### [Natural language region descriptions]
==============================

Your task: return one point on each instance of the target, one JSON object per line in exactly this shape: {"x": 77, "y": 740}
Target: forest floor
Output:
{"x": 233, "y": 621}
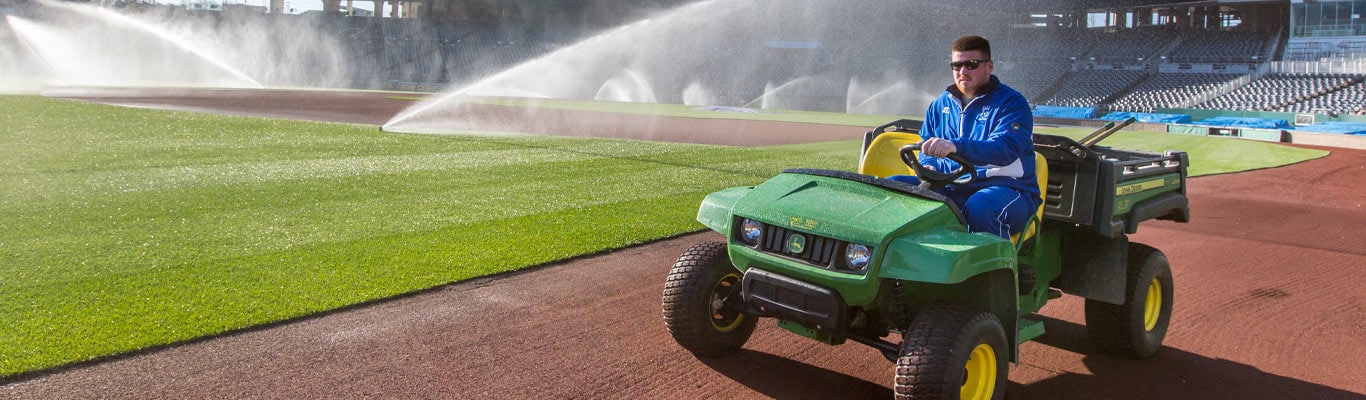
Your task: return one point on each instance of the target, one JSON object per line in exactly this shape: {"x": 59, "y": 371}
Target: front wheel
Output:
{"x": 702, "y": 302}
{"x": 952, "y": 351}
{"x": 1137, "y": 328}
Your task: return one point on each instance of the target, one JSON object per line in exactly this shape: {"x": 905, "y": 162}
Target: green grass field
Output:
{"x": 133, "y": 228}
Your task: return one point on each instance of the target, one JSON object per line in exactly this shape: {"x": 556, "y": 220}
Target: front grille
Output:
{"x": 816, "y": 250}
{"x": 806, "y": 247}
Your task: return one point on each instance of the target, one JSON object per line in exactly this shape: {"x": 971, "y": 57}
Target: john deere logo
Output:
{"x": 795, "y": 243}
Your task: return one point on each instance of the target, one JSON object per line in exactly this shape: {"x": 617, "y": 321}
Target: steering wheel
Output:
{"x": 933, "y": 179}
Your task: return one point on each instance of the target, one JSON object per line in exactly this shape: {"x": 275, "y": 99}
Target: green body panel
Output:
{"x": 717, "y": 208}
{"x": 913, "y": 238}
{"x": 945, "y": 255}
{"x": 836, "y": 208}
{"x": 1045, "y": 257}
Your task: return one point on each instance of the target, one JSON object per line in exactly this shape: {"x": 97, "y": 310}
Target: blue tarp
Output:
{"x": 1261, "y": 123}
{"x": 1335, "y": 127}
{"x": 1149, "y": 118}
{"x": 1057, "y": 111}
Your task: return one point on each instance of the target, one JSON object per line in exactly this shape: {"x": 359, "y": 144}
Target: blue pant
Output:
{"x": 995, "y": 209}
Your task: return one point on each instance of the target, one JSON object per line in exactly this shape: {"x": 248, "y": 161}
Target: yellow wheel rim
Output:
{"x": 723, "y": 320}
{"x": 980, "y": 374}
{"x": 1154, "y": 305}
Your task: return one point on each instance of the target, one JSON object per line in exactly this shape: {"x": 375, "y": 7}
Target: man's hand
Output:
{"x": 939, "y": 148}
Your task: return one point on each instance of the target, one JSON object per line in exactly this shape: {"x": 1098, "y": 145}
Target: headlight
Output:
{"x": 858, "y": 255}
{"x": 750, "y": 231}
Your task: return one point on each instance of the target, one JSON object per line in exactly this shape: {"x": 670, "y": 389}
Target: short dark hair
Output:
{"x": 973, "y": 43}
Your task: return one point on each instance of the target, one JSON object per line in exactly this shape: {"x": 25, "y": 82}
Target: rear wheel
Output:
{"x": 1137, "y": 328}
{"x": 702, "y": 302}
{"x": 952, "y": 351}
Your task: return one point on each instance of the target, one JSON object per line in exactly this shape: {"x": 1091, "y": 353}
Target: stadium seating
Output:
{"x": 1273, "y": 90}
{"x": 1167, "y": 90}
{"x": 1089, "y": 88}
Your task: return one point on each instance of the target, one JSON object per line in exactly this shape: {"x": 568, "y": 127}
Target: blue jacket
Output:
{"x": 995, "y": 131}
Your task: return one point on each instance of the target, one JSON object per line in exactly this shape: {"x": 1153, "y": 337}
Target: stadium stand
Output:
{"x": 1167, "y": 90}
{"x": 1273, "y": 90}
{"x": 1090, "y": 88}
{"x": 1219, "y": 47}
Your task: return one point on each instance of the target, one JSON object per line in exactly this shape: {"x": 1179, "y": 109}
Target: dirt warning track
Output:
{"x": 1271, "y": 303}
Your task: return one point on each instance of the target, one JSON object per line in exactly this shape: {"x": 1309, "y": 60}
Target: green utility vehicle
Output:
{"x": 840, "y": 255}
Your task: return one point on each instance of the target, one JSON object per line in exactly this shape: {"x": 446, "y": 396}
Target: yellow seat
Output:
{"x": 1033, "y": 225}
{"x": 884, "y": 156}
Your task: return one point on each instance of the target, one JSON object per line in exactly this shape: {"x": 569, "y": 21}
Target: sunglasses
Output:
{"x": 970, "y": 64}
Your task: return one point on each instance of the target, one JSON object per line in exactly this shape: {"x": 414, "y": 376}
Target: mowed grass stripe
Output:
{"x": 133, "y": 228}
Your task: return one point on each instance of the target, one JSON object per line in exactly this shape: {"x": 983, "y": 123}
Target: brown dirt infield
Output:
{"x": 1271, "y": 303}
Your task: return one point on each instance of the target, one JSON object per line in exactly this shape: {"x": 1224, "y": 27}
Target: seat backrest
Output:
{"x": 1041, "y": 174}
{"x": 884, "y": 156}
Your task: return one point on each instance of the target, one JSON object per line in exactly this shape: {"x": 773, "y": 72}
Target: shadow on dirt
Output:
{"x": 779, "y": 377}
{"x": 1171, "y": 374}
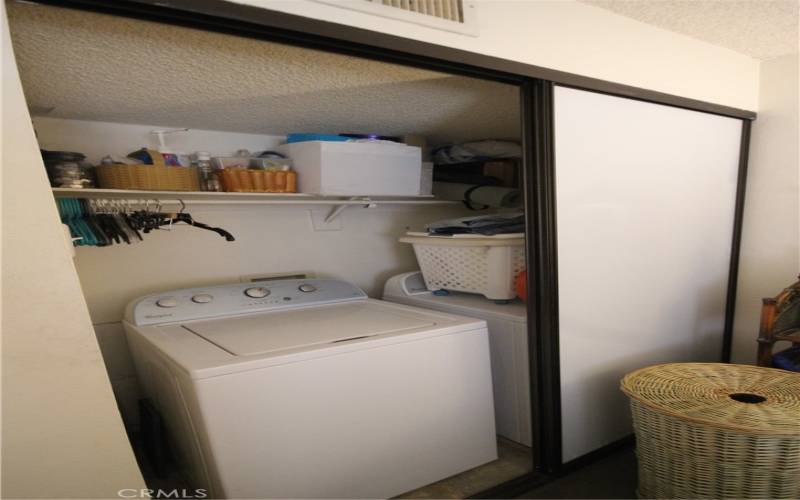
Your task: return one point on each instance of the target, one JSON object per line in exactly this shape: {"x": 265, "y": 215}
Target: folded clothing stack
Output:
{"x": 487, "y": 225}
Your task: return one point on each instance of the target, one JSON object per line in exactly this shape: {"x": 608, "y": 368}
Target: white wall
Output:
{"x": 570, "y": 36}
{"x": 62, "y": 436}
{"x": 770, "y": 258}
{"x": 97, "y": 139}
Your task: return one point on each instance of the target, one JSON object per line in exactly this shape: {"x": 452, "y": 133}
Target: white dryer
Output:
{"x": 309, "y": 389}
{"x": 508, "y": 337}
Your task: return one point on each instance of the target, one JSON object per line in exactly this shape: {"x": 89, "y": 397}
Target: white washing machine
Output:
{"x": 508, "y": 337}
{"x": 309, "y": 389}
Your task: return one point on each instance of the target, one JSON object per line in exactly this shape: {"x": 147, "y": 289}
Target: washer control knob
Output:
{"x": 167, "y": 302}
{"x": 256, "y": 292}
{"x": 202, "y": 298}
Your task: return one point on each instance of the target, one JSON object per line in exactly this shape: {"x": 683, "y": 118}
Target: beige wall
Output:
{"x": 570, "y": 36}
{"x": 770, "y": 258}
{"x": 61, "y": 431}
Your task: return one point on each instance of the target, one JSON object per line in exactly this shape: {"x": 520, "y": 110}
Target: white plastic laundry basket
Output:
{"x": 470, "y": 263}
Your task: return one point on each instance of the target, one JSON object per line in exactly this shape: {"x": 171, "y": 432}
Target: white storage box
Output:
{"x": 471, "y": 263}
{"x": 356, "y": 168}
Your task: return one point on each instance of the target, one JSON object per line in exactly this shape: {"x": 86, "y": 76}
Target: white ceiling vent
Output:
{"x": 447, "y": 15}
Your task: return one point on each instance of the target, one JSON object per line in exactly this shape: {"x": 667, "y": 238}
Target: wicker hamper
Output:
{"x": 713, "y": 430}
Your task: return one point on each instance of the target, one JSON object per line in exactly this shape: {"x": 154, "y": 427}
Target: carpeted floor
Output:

==============================

### [Instructions to follow]
Could you restate the entries word for word, skipping any pictures?

### [Response]
Your task: return one point on each instance of the target, one JSON object per line in exactly this shape: {"x": 77, "y": 740}
Target: forest floor
Output:
{"x": 233, "y": 621}
Your task: return one point on each instance of the target, one JSON object per line in exactly this shape: {"x": 59, "y": 371}
Target: front wheel
Output:
{"x": 702, "y": 302}
{"x": 952, "y": 351}
{"x": 1137, "y": 328}
Your task: return one point on each instance of the target, one JSON object per line in exactly this shape: {"x": 905, "y": 162}
Target: green grass field
Output:
{"x": 133, "y": 228}
Your task: return one point on each instance of the target, one JSON object per line in exactly this shape: {"x": 556, "y": 220}
Target: front grille
Output:
{"x": 816, "y": 250}
{"x": 806, "y": 247}
Your task: return one point on each instance of the target, one JSON object per line in exactly this shape: {"x": 971, "y": 57}
Target: john deere logo
Output:
{"x": 795, "y": 243}
Your task: return one point on each instance of the target, one JSON object per line in exactly this shape: {"x": 617, "y": 321}
Target: steering wheel
Output:
{"x": 933, "y": 179}
Your task: return one point on each instance of the target, one JSON object per line in exactly this shape: {"x": 275, "y": 99}
Target: green body panel
Output:
{"x": 717, "y": 208}
{"x": 913, "y": 238}
{"x": 945, "y": 255}
{"x": 836, "y": 208}
{"x": 1045, "y": 257}
Your task: return one point on each instance of the target, one JSON object per line in exactly this shape: {"x": 97, "y": 310}
Target: blue tarp
Output:
{"x": 1261, "y": 123}
{"x": 1335, "y": 127}
{"x": 1149, "y": 118}
{"x": 1057, "y": 111}
Your task: return one point on each instance of the target, one JSON object per line in exactly this shape: {"x": 359, "y": 144}
Target: blue pant
Output:
{"x": 995, "y": 209}
Your task: return one point on each instance of the target, one JSON object per line in exactly this shape: {"x": 248, "y": 161}
Target: yellow wheel rim
Output:
{"x": 723, "y": 320}
{"x": 980, "y": 374}
{"x": 1154, "y": 305}
Your task: return one point on each instance of the target, one JSON object per line in exactly this shape: {"x": 375, "y": 7}
Target: man's hand
Output:
{"x": 939, "y": 148}
Your task: return one point on each instance of the target, one JSON object per line in exactly this shape: {"x": 1098, "y": 145}
Target: headlight
Output:
{"x": 858, "y": 255}
{"x": 750, "y": 231}
Your task: return one point on each instance of the target, one JSON object per line in exactly this shape: {"x": 670, "y": 389}
Target: short dark hair
Output:
{"x": 973, "y": 43}
Your task: return one point on each instance of the target, one JSON object per line in exactly this shape: {"x": 25, "y": 82}
Target: rear wheel
Output:
{"x": 1137, "y": 328}
{"x": 702, "y": 302}
{"x": 952, "y": 351}
Your task: return one point on each instance of the target, one JSON object per line in exactly this shape: {"x": 1091, "y": 353}
Target: stadium seating
Output:
{"x": 1273, "y": 90}
{"x": 1167, "y": 90}
{"x": 1089, "y": 88}
Your task: return one point on each instance of the target, one JSON object per line in exactly this shape: {"x": 568, "y": 127}
Target: blue jacket
Output:
{"x": 995, "y": 131}
Your task: return one point on each instance of the target, one JSON object per line in exactly this shape: {"x": 1153, "y": 337}
Target: stadium stand
Output:
{"x": 1167, "y": 90}
{"x": 1273, "y": 90}
{"x": 1090, "y": 88}
{"x": 1219, "y": 47}
Your task: return one point on each instance of the target, one JSON object per line in exactly this shape: {"x": 1179, "y": 109}
Target: dirt warning track
Output:
{"x": 1271, "y": 303}
Your task: return one point on each instance of the target, one JSON object per line in exactly this shape: {"x": 1309, "y": 60}
Target: green utility vehicle
Output:
{"x": 840, "y": 255}
Your task: return one point on each instance of the target, one JSON object per line in exactly this shape: {"x": 446, "y": 396}
Target: yellow seat
Output:
{"x": 1033, "y": 225}
{"x": 884, "y": 156}
Your task: return one point on each instance of the target, one JSON object per line in exactly this shape: {"x": 569, "y": 21}
Target: sunglasses
Output:
{"x": 970, "y": 64}
Your task: return one point on each instance of the target, one JSON object per line in exactly this shape: {"x": 414, "y": 376}
Target: mowed grass stripe
Output:
{"x": 133, "y": 228}
Your task: return one point on each instance of the target, one JSON object per line in exactly this shape: {"x": 983, "y": 123}
Target: brown dirt infield
Output:
{"x": 1271, "y": 303}
Your task: return one point on each instance of the target, one JSON object per line in exactly this shape: {"x": 1224, "y": 27}
Target: seat backrest
Output:
{"x": 1041, "y": 174}
{"x": 884, "y": 156}
Your task: return one point on each instance of the target, one JSON object per line in exactly this shape: {"x": 773, "y": 72}
Target: shadow on dirt
Output:
{"x": 779, "y": 377}
{"x": 1171, "y": 374}
Your task: return one point on each instance of the target, one JSON object per line in exactly this shape: {"x": 265, "y": 215}
Target: folded clothing stack
Output:
{"x": 487, "y": 225}
Your task: return one point on each instance of the target, one JSON object per line in exactly this shape: {"x": 608, "y": 368}
Target: white wall
Output:
{"x": 570, "y": 36}
{"x": 62, "y": 436}
{"x": 770, "y": 258}
{"x": 97, "y": 139}
Your task: return one point on each instance of the target, one JSON object per line in exactly this shape: {"x": 452, "y": 133}
Target: white dryer
Output:
{"x": 309, "y": 389}
{"x": 508, "y": 337}
Your task: return one point on each instance of the target, one JSON object per line in exactly this shape: {"x": 89, "y": 397}
Target: white washing machine
Output:
{"x": 508, "y": 337}
{"x": 309, "y": 389}
Your task: return one point on each instance of the target, one JSON object per line in exactly this shape: {"x": 147, "y": 289}
Target: washer control knob
Output:
{"x": 167, "y": 302}
{"x": 256, "y": 292}
{"x": 202, "y": 298}
Your task: return one point on each instance of the target, one JSON object per line in exactly this shape: {"x": 683, "y": 118}
Target: beige wall
Output:
{"x": 570, "y": 36}
{"x": 770, "y": 258}
{"x": 61, "y": 431}
Your task: return one point on each instance of the target, one JSON object per line in exactly this shape: {"x": 520, "y": 110}
Target: white plastic laundry basket
Output:
{"x": 470, "y": 263}
Your task: return one point on each instance of the target, one JSON object per line in exactly this shape: {"x": 171, "y": 432}
Target: white storage box
Output:
{"x": 471, "y": 263}
{"x": 356, "y": 168}
Your task: return one point on each instance of the target, one JSON object per line in exactly this shape: {"x": 86, "y": 76}
Target: white ceiling vent
Output:
{"x": 447, "y": 15}
Your task: return one point on each instance of the target, one JSON object per line in exactly this shape: {"x": 667, "y": 238}
Target: wicker hamper
Output:
{"x": 713, "y": 430}
Your task: return one point on each instance of the target, one JSON object per line in exactly this shape: {"x": 154, "y": 427}
Target: carpeted floor
Output:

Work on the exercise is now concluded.